→ **Excerpted text**
AntiNote: The following is an extended excerpt of a radio interview, edited for readability.
On 21 December 2013, Chuck Mertz of This is Hell! Radio (Chicago) interviewed Brian Mier, an expatriate in Brazil who writes and podcasts about Brazilian society and politics from a critical, radical perspective. He is a regular guest on This is Hell!, an Irregular Correspondent as they say, and spoke about FIFA’s neoliberal stranglehold on Brazil (as well as on other past and future host countries) and the multivalent protests that have rolled through that country since last summer. We consider his analysis helpful in apprehending the more recent flare-ups that led yet again to spectacular headlines in alternative media last week.
Thank you to This is Hell! for supporting what we hope will be an ongoing collaboration.
The World Cup has turned into this monster; they’re coming into foreign countries and causing hundreds of thousands of forced evictions so that rich companies can benefit from building unnecessary stadiums.
Chuck Mertz: On the line with us right now is Progressive Brazil’s Brian Mier. He comes on the show every so often to tell us what’s going on, live from Rio de Janeiro. Brian, what’s your next [podcast] episode going to be about?
Brian Mier: It’s going to be about the subject I wanted to talk about today, which is the upcoming World Cup next year, next June and July in Brazil, and the neoliberal adjustments that are being made to Brazilian cities to facilitate it.
CM: The same thing seems to be happening in Qatar as well. They’re going to be getting the 2022 World Cup, and they have had workers die during the construction of those stadiums. At the rate that workers are dying at the Qatar facilities, they’ll have 4,000 dead construction workers by the time of the 2022 World Cup. This is in a place where they’re still in the infant stages of working on the stadiums, and people are already dying. What does this say about either international sport or about politics? What does this reveal to you, that both in Brazil and in Qatar, in preparation for the World Cup, construction workers are dying?
BM: It tells you about FIFA, which is the world governing board for soccer. In order to get a World Cup in your country, the government has to suspend all kinds of laws and create a kind of temporary dictatorship during the games, and suspend licitation laws and things like that in the construction of required stadiums.
It’s brutal. There’s not 4,000 people dying in Brazil, but a couple workers have died in the last two weeks, and it’s because of the pressure that FIFA puts on these countries to get the stadiums built as quickly as possible. The day that two people died in a stadium in São Paulo a couple weeks ago, the crane operator who caused the accident had been working 18 hours without a stop. That’s a typical example of the kinds of labor conditions you see on these FIFA projects.
CM: Not FIFA, but sometimes UEFA, the European Football Association, does really good things. When they’re fighting against racism, for instance, when they have teams play in front of an empty stadium because fans were yelling racial epithets. But now, the way that you’re describing FIFA, it seems like all they’re concerned about is the bottom line. Are they good on some things and bad on others, or is the anti-racism thing just a veneer to hide all the other horrible things that FIFA and UEFA are up to?
BM: First of all racism in sports as an issue is much bigger in Europe than in the U.S. I mean, you have people throwing bananas at black athletes and making monkey noises and things like that, which is disgusting. I believe that the soccer governing board stepped in, in these cases, to avoid criminal charges. Almost like how warning labels on cigarettes ended up protecting the cigarette companies from lawsuits.

→ **Data shown**

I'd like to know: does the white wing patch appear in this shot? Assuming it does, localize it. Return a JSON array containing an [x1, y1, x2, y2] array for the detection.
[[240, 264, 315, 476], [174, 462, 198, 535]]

→ **Required tasks**
- 1) Decide whether each statement below agrees with the interview excerpt about FIFA and the World Cup, answering yes or no and quoting the words of the excerpt that settle it: (a) The crane operator who caused the accident in São Paulo had been working 18 hours without a stop. (b) The 2022 World Cup is going to Brazil. (c) Mier says 4,000 people are dying in Brazil.
- 2) Reproduce the passage of the interview excerpt about FIFA and the World Cup starting with "The World Cup has" and going on through "building unnecessary stadiums.".
- 3) According to the interview excerpt about FIFA and the World Cup, who interviewed Brian Mier on 21 December 2013?

→ **Final answers**
- 1)
(a) Yes: "the crane operator who caused the accident had been working 18 hours without a stop"
(b) No: "The same thing seems to be happening in Qatar as well. They’re going to be getting the 2022 World Cup"
(c) No: "There’s not 4,000 people dying in Brazil"

- 2)
The World Cup has turned into this monster; they’re coming into foreign countries and causing hundreds of thousands of forced evictions so that rich companies can benefit from building unnecessary stadiums.

- 3) Chuck Mertz of This is Hell! Radio (Chicago).